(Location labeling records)
--

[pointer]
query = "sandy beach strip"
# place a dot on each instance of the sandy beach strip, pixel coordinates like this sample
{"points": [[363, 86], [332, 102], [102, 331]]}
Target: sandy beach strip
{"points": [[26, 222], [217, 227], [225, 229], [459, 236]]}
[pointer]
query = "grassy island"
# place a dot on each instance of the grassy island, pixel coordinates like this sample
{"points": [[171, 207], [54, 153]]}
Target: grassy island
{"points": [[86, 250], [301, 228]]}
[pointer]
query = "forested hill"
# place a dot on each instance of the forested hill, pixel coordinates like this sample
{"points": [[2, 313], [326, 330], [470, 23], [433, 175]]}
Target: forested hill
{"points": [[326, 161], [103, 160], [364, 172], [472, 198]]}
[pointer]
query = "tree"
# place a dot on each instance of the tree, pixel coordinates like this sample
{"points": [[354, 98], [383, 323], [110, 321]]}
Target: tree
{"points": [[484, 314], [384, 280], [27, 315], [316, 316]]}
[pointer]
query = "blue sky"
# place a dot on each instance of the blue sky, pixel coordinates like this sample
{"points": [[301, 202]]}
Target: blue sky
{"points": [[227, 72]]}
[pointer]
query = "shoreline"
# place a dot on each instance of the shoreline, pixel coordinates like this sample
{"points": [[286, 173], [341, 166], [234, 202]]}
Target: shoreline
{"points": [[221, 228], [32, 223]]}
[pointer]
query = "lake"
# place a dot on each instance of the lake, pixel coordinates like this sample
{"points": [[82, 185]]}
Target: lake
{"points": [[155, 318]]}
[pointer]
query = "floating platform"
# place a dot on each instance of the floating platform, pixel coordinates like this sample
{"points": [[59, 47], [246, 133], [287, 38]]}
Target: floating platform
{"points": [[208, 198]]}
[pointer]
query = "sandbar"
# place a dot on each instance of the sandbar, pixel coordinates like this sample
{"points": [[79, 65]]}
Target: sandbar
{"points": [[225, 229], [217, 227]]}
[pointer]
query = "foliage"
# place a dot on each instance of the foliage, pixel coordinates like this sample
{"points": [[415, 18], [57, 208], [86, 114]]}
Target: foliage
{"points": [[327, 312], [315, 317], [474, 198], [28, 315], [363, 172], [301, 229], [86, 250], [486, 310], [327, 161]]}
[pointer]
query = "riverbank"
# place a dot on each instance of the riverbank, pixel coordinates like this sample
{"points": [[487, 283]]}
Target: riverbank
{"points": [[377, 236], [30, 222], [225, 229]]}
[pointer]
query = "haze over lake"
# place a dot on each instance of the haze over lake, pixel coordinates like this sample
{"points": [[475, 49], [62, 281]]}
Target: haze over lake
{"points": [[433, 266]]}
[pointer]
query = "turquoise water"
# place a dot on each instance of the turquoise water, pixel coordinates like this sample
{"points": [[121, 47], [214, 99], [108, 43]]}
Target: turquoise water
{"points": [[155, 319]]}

--

STATED GOAL: Please pick out and copy every line of the material above that contains the word "beach". Case counts.

TASK RESULT:
query = "sandy beach strip"
# place a dot on each instance of the sandy beach strip, pixel coordinates like this sample
Target: sandy beach strip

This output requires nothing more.